▸ Data excerpts
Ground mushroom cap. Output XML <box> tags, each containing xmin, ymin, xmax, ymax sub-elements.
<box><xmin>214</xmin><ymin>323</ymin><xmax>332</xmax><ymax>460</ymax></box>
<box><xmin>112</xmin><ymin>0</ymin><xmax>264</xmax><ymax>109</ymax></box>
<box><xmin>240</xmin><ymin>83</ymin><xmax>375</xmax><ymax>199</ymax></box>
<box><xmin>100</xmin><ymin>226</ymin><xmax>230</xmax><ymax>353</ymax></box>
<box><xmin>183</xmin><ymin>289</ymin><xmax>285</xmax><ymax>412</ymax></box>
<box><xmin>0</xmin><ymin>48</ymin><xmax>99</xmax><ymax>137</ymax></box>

▸ The request
Reproduce the material above in full, substituting "pine cone" for "mushroom cap" and leaving everything else unchanged.

▸ Output below
Ground pine cone. Output XML <box> tags, each containing xmin, ymin, xmax, ymax sub-elements.
<box><xmin>214</xmin><ymin>323</ymin><xmax>332</xmax><ymax>460</ymax></box>
<box><xmin>112</xmin><ymin>0</ymin><xmax>264</xmax><ymax>109</ymax></box>
<box><xmin>240</xmin><ymin>83</ymin><xmax>375</xmax><ymax>199</ymax></box>
<box><xmin>100</xmin><ymin>226</ymin><xmax>230</xmax><ymax>353</ymax></box>
<box><xmin>183</xmin><ymin>289</ymin><xmax>285</xmax><ymax>412</ymax></box>
<box><xmin>0</xmin><ymin>48</ymin><xmax>99</xmax><ymax>137</ymax></box>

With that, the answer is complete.